## Requirement
Can you lay out the part of the records that opens with the line containing "In this photo, where can the green grass" and closes with the line containing "pixel 182 182", both lines included, as a two-column CSV with the headers text and answer? Give one row per record, put each field in double quotes, and turn line breaks into spaces.

## Begin Material for this exercise

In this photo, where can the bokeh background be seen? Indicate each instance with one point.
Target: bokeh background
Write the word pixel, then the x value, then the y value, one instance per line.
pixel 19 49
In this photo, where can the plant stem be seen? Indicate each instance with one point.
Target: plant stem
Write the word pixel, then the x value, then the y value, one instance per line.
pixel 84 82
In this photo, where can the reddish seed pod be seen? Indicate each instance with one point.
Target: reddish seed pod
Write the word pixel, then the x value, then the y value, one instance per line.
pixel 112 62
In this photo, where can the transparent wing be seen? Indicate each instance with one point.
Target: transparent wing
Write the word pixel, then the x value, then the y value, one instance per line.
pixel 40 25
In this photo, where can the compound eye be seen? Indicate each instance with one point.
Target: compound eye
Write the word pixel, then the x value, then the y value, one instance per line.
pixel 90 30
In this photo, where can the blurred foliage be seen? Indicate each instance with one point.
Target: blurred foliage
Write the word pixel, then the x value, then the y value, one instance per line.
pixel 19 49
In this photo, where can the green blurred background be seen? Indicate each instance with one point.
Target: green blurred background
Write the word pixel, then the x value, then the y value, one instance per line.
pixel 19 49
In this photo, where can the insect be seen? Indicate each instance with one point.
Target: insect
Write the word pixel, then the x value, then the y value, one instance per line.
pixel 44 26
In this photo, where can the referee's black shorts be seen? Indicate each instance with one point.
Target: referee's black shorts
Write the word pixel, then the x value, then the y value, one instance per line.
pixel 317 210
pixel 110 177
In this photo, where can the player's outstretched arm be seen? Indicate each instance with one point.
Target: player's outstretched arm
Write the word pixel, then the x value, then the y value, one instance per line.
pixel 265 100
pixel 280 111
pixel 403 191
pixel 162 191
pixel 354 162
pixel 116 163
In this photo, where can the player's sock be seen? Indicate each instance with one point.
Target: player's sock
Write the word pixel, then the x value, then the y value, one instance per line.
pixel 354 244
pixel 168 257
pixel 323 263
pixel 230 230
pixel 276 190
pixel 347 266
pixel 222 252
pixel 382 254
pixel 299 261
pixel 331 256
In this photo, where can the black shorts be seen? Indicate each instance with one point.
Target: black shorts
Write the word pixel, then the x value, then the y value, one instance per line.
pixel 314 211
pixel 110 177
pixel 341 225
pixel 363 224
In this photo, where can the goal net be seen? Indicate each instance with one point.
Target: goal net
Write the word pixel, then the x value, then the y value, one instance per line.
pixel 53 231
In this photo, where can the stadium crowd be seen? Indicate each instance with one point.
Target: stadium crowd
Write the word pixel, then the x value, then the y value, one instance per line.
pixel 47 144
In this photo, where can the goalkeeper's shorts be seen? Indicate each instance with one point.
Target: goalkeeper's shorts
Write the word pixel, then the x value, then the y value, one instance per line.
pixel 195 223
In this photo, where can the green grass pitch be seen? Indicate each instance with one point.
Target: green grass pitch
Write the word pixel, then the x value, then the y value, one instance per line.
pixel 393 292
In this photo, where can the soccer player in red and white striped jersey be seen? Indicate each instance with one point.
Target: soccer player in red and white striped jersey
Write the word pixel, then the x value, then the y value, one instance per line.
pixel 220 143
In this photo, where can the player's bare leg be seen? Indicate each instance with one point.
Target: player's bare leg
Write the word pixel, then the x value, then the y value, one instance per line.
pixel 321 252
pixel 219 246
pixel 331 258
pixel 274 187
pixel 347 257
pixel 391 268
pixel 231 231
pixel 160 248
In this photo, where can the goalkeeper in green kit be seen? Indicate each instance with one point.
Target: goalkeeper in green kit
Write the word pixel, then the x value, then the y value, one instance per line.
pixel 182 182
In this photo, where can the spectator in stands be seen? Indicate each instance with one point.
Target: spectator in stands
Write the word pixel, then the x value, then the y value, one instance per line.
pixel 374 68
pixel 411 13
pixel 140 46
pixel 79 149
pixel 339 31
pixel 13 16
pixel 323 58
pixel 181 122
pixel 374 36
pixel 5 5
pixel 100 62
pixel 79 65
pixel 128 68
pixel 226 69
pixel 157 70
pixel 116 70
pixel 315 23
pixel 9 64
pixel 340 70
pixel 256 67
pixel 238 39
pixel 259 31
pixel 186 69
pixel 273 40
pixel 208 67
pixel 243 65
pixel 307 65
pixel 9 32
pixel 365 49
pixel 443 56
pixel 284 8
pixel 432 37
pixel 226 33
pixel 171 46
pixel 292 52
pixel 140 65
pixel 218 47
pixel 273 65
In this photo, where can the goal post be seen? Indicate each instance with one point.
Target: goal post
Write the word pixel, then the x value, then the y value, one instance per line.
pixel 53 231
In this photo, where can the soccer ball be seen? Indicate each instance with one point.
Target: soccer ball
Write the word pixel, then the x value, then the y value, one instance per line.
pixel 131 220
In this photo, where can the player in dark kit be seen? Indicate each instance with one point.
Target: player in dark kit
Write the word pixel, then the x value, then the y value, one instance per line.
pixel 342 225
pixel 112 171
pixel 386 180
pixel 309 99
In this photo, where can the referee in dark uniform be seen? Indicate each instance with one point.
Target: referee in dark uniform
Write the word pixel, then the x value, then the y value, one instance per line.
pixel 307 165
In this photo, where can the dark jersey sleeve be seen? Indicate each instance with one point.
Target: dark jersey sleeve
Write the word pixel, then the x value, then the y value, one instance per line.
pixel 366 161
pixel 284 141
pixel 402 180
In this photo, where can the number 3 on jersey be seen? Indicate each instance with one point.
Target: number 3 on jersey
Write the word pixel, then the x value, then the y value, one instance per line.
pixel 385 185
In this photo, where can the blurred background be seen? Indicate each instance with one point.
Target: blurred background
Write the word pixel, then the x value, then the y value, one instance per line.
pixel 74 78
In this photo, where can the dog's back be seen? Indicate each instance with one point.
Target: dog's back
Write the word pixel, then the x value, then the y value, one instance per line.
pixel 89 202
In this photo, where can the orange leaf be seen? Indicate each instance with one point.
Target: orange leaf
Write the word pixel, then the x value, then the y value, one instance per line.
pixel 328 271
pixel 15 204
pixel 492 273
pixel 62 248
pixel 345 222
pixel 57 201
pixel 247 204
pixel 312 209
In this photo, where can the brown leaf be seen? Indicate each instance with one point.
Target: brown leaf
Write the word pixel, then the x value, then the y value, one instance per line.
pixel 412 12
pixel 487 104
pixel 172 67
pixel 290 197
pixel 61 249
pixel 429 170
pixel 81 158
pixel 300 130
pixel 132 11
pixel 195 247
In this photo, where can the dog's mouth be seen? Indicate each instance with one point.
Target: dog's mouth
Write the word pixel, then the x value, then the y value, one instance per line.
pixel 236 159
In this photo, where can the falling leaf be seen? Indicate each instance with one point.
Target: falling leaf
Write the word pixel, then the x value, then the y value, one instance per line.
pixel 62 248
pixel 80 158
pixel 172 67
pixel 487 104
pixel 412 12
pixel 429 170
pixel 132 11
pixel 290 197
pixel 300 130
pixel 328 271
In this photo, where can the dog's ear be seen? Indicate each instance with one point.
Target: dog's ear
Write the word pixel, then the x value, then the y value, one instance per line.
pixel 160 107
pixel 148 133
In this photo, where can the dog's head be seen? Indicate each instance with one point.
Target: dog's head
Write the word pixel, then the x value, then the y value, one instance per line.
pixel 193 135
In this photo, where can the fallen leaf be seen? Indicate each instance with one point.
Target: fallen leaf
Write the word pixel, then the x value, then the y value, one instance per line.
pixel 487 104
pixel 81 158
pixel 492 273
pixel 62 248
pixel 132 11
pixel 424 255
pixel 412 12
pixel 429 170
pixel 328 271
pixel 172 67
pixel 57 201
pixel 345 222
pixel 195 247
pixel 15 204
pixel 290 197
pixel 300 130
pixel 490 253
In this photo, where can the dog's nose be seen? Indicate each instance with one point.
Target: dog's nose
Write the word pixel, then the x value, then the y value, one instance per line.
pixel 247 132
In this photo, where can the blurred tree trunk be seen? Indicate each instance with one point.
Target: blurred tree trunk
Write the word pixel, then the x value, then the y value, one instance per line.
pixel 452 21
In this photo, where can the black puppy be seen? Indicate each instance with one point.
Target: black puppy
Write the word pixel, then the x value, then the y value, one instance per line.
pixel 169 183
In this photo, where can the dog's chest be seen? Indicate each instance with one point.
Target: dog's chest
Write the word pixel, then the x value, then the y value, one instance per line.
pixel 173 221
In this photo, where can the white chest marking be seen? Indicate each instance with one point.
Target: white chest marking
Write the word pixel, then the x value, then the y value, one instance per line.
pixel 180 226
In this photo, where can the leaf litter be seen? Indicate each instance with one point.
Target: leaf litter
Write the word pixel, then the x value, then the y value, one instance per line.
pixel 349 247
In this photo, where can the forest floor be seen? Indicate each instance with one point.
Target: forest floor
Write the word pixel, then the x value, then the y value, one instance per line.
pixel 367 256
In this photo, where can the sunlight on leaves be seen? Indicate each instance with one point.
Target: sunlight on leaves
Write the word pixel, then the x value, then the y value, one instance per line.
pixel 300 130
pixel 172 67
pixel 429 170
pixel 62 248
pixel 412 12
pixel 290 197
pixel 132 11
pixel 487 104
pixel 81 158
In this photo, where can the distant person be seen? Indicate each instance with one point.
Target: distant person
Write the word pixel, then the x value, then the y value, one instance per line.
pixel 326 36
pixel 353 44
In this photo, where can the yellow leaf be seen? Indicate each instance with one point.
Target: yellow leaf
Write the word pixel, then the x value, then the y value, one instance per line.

## End Material for this exercise

## Correct answer
text,answer
"In this photo, where can the green grass pitch be seen? Indicate each instance with one point. Target: green grass pitch Write the word pixel, then the x value, then the y value, one instance per line.","pixel 393 292"
"In this photo, where can the soccer player in red and white striped jersey be seen? Indicate each instance with one point. Target: soccer player in red and white striped jersey Write the word pixel, then the x value, then the y value, one instance per line.","pixel 220 143"
"In this photo, where can the player's bare leg be seen? Indicate each instance with one point. Target: player's bare leg Write the word pixel, then the x value, then the y value, one instance per line.","pixel 321 252 pixel 219 246 pixel 331 258 pixel 274 187 pixel 347 257 pixel 391 268 pixel 231 231 pixel 160 248"
"In this photo, where can the goalkeeper in green kit be seen? Indicate each instance with one point. Target: goalkeeper in green kit Write the word pixel, then the x value, then the y value, one instance per line.","pixel 182 182"